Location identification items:
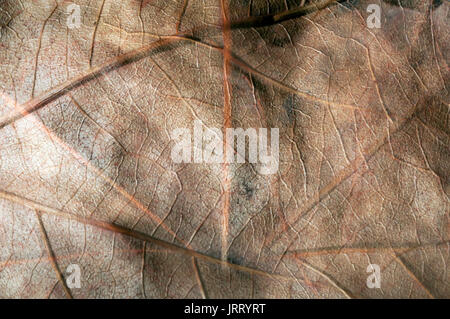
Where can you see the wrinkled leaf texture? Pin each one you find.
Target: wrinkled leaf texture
(85, 170)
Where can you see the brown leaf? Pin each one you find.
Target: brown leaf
(87, 178)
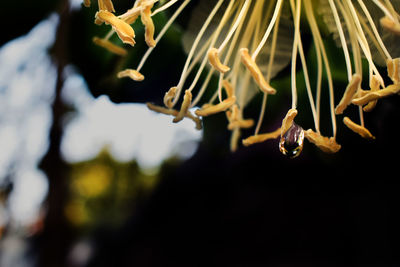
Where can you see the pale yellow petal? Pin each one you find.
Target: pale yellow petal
(106, 5)
(351, 89)
(169, 96)
(145, 16)
(133, 74)
(187, 100)
(362, 131)
(213, 109)
(109, 46)
(241, 123)
(86, 3)
(375, 86)
(393, 68)
(390, 25)
(123, 29)
(374, 95)
(214, 60)
(256, 72)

WORK TO COMPLETE →
Resize the data above by writing out all of its lines again, keeping every text line unchanged. Multiply each coordinate in the answers by 0.4, round to whole numbers with halves going up, and leave the pictures out.

RESULT OF THE EXERCISE →
Where can you see the wrinkled leaf texture? Pin each one you find.
Target: wrinkled leaf texture
(34, 68)
Where can you see the brown leaf? Pin each one you find.
Target: brown leaf
(35, 71)
Where can you see the pale yellow petal? Pin each one you find.
Target: pale yellow petal
(42, 2)
(140, 36)
(68, 38)
(58, 6)
(53, 30)
(75, 40)
(145, 52)
(85, 44)
(44, 18)
(96, 49)
(34, 1)
(150, 34)
(157, 27)
(156, 10)
(49, 12)
(150, 38)
(86, 24)
(102, 29)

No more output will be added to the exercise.